■ Objective ■
Transcribe all the records with complete accuracy.

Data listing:

- - - -

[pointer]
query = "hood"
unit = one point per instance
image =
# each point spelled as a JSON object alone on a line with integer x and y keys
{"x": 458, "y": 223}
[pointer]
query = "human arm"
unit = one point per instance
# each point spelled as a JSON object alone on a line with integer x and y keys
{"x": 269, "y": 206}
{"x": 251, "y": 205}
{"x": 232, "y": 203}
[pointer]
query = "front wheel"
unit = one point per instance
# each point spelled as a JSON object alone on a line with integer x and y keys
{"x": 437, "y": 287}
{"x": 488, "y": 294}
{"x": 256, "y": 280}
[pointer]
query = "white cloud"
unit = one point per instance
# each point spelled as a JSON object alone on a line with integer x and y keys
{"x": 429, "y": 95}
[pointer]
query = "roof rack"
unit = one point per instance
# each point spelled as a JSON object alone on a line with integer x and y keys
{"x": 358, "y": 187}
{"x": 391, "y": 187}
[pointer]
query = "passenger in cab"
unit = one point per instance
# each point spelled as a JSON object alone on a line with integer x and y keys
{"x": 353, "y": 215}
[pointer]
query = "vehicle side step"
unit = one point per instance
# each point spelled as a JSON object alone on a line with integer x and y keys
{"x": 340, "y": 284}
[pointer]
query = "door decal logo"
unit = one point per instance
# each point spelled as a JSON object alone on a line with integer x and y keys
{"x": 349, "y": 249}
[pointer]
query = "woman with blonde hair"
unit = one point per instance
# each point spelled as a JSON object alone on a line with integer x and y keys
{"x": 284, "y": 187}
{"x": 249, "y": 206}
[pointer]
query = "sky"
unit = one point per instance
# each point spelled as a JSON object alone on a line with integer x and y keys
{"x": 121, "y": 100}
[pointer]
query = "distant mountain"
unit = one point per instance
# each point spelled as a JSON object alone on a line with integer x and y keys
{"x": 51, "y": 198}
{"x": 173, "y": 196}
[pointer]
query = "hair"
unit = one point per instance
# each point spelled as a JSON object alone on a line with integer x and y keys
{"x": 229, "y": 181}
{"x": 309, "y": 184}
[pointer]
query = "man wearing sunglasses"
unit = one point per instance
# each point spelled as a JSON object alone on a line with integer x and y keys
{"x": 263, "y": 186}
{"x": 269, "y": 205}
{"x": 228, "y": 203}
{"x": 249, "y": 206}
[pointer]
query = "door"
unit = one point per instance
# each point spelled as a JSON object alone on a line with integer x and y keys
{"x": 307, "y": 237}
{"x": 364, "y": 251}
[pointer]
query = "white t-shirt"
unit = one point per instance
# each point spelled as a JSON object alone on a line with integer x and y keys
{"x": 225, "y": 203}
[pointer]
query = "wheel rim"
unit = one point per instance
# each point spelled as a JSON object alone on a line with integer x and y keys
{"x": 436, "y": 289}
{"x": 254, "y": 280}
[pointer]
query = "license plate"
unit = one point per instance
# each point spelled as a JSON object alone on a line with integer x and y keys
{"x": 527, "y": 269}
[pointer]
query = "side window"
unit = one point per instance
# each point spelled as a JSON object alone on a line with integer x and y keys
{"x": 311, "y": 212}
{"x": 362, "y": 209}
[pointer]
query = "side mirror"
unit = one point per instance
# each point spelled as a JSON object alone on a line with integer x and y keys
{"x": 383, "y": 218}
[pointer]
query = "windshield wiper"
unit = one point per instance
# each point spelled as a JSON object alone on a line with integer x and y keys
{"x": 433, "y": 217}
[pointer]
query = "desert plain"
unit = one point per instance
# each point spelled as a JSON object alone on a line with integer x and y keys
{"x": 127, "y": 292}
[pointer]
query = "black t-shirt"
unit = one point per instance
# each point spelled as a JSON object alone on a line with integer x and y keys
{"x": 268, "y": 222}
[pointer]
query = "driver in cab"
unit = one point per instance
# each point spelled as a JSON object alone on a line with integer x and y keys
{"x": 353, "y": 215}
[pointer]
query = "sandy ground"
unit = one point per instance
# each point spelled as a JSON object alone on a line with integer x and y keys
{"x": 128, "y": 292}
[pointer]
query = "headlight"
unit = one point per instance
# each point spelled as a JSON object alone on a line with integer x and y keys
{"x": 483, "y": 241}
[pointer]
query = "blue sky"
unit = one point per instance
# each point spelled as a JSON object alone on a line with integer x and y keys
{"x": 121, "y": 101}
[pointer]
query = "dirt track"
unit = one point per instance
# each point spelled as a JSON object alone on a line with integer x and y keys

- - - -

■ Reply ■
[pointer]
query = "hood"
unit = one point per instance
image =
# each point spelled as a JSON object alone on a line with integer x and y keys
{"x": 458, "y": 223}
[pointer]
query = "human arm"
unit = one point per instance
# each point spelled as a JSON object alone on a line with integer x and y keys
{"x": 269, "y": 206}
{"x": 251, "y": 205}
{"x": 232, "y": 203}
[pointer]
query = "front wheel"
unit = one point per instance
# each point spelled as a JSON object alone on a line with integer x and y keys
{"x": 437, "y": 287}
{"x": 488, "y": 294}
{"x": 256, "y": 280}
[pointer]
query = "white cloud"
unit = one point per instance
# each point spelled as a JSON object alone on a line with integer x and y keys
{"x": 429, "y": 95}
[pointer]
query = "roof rack"
unit = one point per instance
# each point spelled as a JSON object alone on a line with integer x and y keys
{"x": 358, "y": 187}
{"x": 391, "y": 187}
[pointer]
query = "passenger in cab"
unit = one point per instance
# each point spelled as a JSON object alone on a line with integer x and y keys
{"x": 353, "y": 215}
[pointer]
query = "vehicle side step"
unit = one point per instance
# each point spelled as a JSON object alone on a line with integer x and y keys
{"x": 340, "y": 284}
[pointer]
query = "door decal logo"
unit = one point per instance
# each point spelled as a JSON object alone on a line with integer x and y keys
{"x": 349, "y": 249}
[pointer]
query = "woman with blonde hair"
unit = one point per instance
# each point spelled as a JSON object alone on a line with integer x and y keys
{"x": 284, "y": 187}
{"x": 249, "y": 206}
[pointer]
query = "sky"
unit = one point per instance
# each point spelled as a JSON object alone on a line with integer x and y keys
{"x": 121, "y": 100}
[pointer]
query = "distant mountain"
unit = one point per instance
# each point spelled as a JSON object alone on a line with integer x and y keys
{"x": 51, "y": 198}
{"x": 173, "y": 196}
[pointer]
query = "hair"
unit = one point per instance
# each point spelled as a JSON object alone on a line with integer x and y keys
{"x": 229, "y": 181}
{"x": 309, "y": 184}
[pointer]
query = "man wearing sunglasses"
unit = one point per instance
# each point spelled as a JSON object alone on a line with integer x and y keys
{"x": 263, "y": 186}
{"x": 269, "y": 205}
{"x": 228, "y": 203}
{"x": 249, "y": 206}
[pointer]
query = "door"
unit = one point per instance
# each point spelled as a JSON object alone on a line with integer x and y keys
{"x": 307, "y": 237}
{"x": 364, "y": 251}
[pointer]
query = "white t-shirt"
unit = one point per instance
# each point spelled as a JSON object alone on a line with integer x and y keys
{"x": 225, "y": 203}
[pointer]
query = "wheel rim"
unit = one point per instance
# each point spelled as a JSON object alone on a line with integer x and y keys
{"x": 436, "y": 289}
{"x": 254, "y": 280}
[pointer]
query = "license plate"
unit = one point per instance
# each point spelled as a JSON object alone on a line with integer x and y keys
{"x": 527, "y": 269}
[pointer]
query = "side window"
unit = one point per instance
# each point spelled as a JSON object alone on a line with integer x and y keys
{"x": 311, "y": 212}
{"x": 362, "y": 209}
[pointer]
query = "side mirror"
unit = one point per instance
# each point spelled as a JSON object alone on a line with integer x and y keys
{"x": 383, "y": 218}
[pointer]
query = "windshield wiper"
unit = one point per instance
# each point spelled as a JSON object alone on a line with integer x and y keys
{"x": 433, "y": 217}
[pointer]
query = "desert plain"
unit = one point per instance
# each point spelled as a JSON object alone on a line with integer x and y keys
{"x": 127, "y": 292}
[pointer]
query = "black t-shirt"
unit = one point per instance
# each point spelled as a JSON object alone on a line with integer x and y keys
{"x": 268, "y": 222}
[pointer]
query = "driver in cab"
unit = one point per instance
# each point spelled as a JSON object alone on a line with integer x and y keys
{"x": 353, "y": 215}
[pointer]
query = "sandy ground"
unit = one point per instance
# each point spelled as a JSON object alone on a line with integer x and y keys
{"x": 128, "y": 292}
[pointer]
query = "headlight"
unit = one point per instance
# each point spelled as a JSON object alone on a line with integer x and y keys
{"x": 483, "y": 241}
[pointer]
query = "blue sky"
unit = one point per instance
# each point spelled as a JSON object alone on a line with integer x and y keys
{"x": 121, "y": 101}
[pointer]
query = "dirt track"
unit = one point per instance
# each point spelled as a JSON object alone on a line with integer x and y keys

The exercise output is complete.